:: Given text ::
This is perhaps the second most common way in which we should view SCA sanctions.  Any sanction that is short of a full on revocation of membership should have a rehabilitative aspect to it.  Even if the person cannot be a signer on a checkbook again if they have broken the financial rules they may be allowed to serve in non-financial offices, or a fighter who takes step to address his issues on the field may be allowed to re-authorize after a certain amount of time.  No punishment in the SCA should be unintentionally permanent; it should either be intentionally permanent, or offer a method for the person to re-enter the Society or a section of it (although it may be permanent if they never choose to take these steps).  But part in parcel with rehabilitative punishment is that the rehabilitation offered should be reasonably achievable and reasonably related to what was done.


The final theory of punishment is as obvious, perhaps, as the first.  The incarceration theory—what I call the protective theory—is simply that someone who has shown they will not follow the rules needs to be kept away from the general populace, to protect society from their continued rule-breaking.  This is one of the rationales behind three strike laws, where if a person cannot stop from committing felony after felony they should be separated from the society they prey upon.  The fact that in some states it is possible to hit all three strikes in one event is a separate matter for a separate time.  The theory that recidivists and the criminally dangerous should be kept from ravaging society is a common underlying thought behind incarceration.

(Records from a dataset)
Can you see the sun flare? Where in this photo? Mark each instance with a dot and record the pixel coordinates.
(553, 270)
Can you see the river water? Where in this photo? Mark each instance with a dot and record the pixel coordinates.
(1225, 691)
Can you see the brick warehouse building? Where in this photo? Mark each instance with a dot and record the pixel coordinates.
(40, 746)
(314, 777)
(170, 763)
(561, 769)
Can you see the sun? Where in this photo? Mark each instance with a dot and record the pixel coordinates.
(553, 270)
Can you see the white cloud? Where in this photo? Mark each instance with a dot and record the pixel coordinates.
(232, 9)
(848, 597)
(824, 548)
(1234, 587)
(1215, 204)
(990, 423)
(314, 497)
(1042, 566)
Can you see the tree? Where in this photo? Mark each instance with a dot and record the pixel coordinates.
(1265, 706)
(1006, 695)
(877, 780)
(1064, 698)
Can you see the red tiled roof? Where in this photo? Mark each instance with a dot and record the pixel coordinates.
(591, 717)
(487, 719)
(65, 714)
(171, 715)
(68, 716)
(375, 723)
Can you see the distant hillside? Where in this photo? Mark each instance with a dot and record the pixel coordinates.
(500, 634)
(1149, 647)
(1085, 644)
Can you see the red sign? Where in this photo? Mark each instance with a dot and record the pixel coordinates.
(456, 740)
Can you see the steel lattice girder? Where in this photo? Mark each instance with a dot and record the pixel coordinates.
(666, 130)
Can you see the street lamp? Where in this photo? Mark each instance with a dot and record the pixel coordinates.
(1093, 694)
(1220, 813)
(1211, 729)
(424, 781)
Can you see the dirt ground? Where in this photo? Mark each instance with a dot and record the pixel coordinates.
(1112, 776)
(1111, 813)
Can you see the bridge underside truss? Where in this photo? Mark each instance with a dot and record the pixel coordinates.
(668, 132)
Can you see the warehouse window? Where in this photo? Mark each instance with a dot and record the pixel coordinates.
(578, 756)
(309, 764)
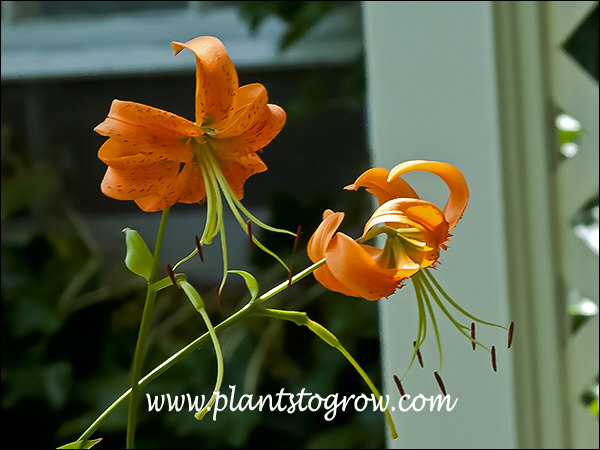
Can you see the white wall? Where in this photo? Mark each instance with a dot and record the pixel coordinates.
(432, 95)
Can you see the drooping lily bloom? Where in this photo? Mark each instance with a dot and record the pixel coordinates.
(415, 230)
(157, 158)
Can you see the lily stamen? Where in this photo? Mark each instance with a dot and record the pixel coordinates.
(199, 247)
(419, 357)
(399, 385)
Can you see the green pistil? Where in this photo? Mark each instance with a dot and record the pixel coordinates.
(216, 185)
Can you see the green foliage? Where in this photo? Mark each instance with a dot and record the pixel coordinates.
(138, 258)
(299, 17)
(251, 282)
(79, 444)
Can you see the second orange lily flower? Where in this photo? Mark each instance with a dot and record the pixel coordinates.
(415, 230)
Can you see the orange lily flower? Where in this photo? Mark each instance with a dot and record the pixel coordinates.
(415, 230)
(157, 158)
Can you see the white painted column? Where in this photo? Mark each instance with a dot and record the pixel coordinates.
(432, 95)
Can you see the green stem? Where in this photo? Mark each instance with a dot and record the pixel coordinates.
(196, 300)
(138, 358)
(242, 314)
(301, 318)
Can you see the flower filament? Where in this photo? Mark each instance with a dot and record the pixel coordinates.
(216, 186)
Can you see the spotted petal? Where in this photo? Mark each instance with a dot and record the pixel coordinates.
(216, 78)
(454, 179)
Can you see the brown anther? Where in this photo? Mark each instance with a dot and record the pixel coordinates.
(290, 275)
(399, 385)
(219, 304)
(199, 248)
(249, 225)
(511, 331)
(171, 275)
(297, 240)
(440, 382)
(419, 357)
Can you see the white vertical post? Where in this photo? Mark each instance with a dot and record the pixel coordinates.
(432, 95)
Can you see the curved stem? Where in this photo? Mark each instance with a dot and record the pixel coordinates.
(220, 365)
(138, 358)
(301, 318)
(242, 314)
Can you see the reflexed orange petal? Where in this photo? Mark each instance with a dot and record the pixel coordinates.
(317, 244)
(421, 212)
(142, 119)
(255, 138)
(139, 181)
(125, 155)
(323, 275)
(238, 170)
(454, 179)
(354, 267)
(375, 180)
(250, 103)
(216, 78)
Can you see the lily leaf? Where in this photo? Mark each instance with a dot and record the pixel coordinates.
(80, 444)
(251, 282)
(139, 258)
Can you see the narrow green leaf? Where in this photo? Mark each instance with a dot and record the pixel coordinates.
(80, 444)
(138, 258)
(251, 282)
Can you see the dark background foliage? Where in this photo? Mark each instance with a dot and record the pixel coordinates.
(71, 310)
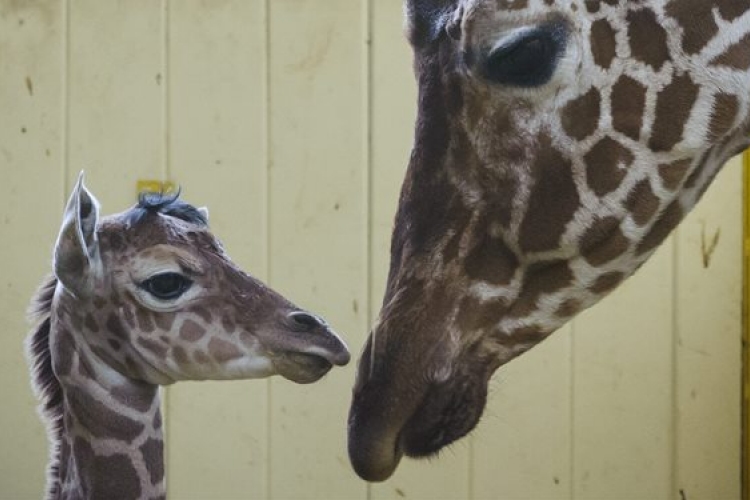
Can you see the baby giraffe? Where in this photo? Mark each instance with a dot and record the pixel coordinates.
(141, 299)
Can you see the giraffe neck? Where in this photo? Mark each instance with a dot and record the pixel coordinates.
(111, 436)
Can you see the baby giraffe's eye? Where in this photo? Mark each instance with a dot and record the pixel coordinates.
(529, 58)
(166, 286)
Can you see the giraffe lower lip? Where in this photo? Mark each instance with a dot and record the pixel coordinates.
(304, 368)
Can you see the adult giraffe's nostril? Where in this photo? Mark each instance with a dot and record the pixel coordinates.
(305, 321)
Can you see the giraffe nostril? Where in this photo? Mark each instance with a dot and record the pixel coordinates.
(305, 321)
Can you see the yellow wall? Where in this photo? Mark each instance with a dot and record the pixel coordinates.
(292, 121)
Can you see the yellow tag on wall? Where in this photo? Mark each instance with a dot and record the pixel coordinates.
(154, 186)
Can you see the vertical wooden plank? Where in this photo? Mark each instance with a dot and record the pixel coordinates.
(622, 427)
(709, 351)
(393, 102)
(317, 228)
(215, 80)
(31, 66)
(115, 99)
(522, 448)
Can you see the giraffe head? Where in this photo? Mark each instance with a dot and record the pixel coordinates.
(151, 293)
(558, 142)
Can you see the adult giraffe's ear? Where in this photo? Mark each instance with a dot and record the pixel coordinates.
(77, 249)
(426, 19)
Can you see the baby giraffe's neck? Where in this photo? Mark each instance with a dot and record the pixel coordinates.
(111, 436)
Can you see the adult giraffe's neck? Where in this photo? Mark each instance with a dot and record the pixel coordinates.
(111, 436)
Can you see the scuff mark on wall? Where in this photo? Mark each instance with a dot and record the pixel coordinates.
(708, 247)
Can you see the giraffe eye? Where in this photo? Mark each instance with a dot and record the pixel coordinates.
(167, 286)
(529, 58)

:: Work instructions ::
**a.** According to the text on SCA sanctions, what should any sanction short of a full revocation of membership have?
**b.** Condense the paragraph of the SCA sanctions text that begins "The final theory of punishment" into a shorter version that keeps its main facts.
**c.** Carry the text on SCA sanctions and theories of punishment forward from its last sentence.

:: Outputs by task ::
**a.** It should have a rehabilitative aspect.

**b.** The final theory of punishment is the incarceration theory, which the author calls the protective theory. It holds that someone who has shown they will not follow the rules must be kept away from the general populace to protect society from further rule-breaking. This reasoning underlies three strike laws, which separate repeat felons from society. Keeping recidivists and the criminally dangerous away from society is a common idea behind incarceration.

**c.**
It is also, and should be, the main rationale behind SCA sanctions.  If someone is unsafe to his fellow fighters, he should not be allowed to put them in that position.  If someone cannot be trusted to not lose money, they should be kept away from the Society’s funds.  Through sanctions we protect both the participants of the Society and the Society itself, stopping those who would break our rules and mitigating potential future damages.  Without some mechanism not to inflict punishment on people but to protect the society from continuing violation of rules, significant damage can be done to the society as a whole; and as the recent lawsuit showed us, an issue in one Kingdom can pose an issue to the whole of the SCA.

So what’s the point of all of this, besides saving us the cost of law school?

The point is this: Whenever someone is in a position to be proscribing punishments in the SCA, they should consider the punishment in light of these lenses.  What is the goal of the sanction, and do the proposed terms best accomplish that goal or is there a better way to do it?

On its most basic levels whenever someone is sanctioned in the SCA it should be done to protect the SCA from some form of mis, mal, or nonfeasance.  The terms of the sanction should be the minimum required to protect the SCA, both so that it does not fail in its goal (and allows more damage to be done) and so that it does not go too far and restrict or remove someone more then they need to be.  The baseline should not be set to permanent revocation and denial of membership, as there is a reason why we have lesser sanctions (but nor should those not be pursued if needed).

And if a sanction can be given that is less than permanent removal from the Society, then it should accomplish one of the other goals of punishment by teaching the person sanctioned or the rest of the SCA in addition to protecting the SCA.  Of all the things we do the considerations around sanctions should be among the most carefully considered, to ensure their effect and appropriateness.  The lenses of punishment from criminal law are one way to be educated about the underlying goals of sanctions, and to keep them in mind.

One thought on “Theories of Punishment”

  1. Dear Matthew,

    Nicely written. A suggestion (although I have no idea how hard this would be to accomplish) and is largely based on my: a) laziness; b) lack of legal education; c) innate curiosity – how about a hyperlink for terms like lex talionis. I had to copy and paste it into google in a separate window.